ACTIVITY
Could you copy every line of the data that contains the word "each"?

Start of SUPPLIED DATA

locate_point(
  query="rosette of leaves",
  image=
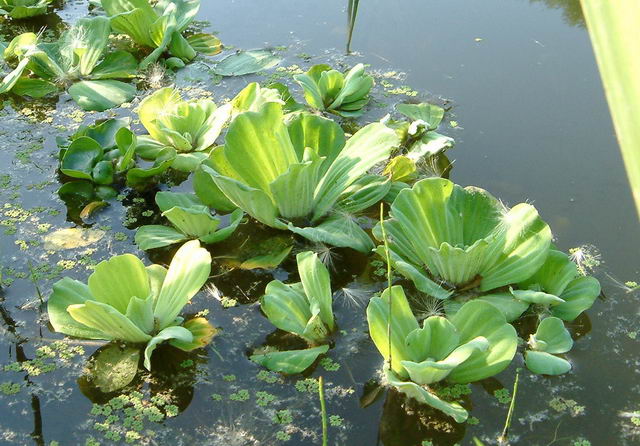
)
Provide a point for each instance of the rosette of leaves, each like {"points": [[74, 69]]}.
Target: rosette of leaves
{"points": [[22, 9], [189, 218], [558, 288], [126, 301], [160, 26], [98, 156], [550, 339], [296, 175], [445, 237], [330, 90], [77, 62], [304, 309], [422, 148], [474, 344]]}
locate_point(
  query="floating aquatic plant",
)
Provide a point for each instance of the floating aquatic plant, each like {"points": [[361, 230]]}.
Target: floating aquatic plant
{"points": [[190, 220], [330, 90], [78, 61], [474, 344], [550, 339], [462, 238], [126, 301], [293, 175], [303, 308], [22, 9], [160, 26]]}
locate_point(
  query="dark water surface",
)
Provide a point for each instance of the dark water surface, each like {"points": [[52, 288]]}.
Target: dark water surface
{"points": [[532, 125]]}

End of SUPPLIED DATA

ANSWER BOX
Provide a point for each instance of the rosette of leaves, each like {"points": [[74, 69]]}.
Provide a point for each instance of the floating aquatic plant, each like {"points": [[361, 230]]}.
Provide a point for each instance of the dark water surface, each like {"points": [[52, 288]]}.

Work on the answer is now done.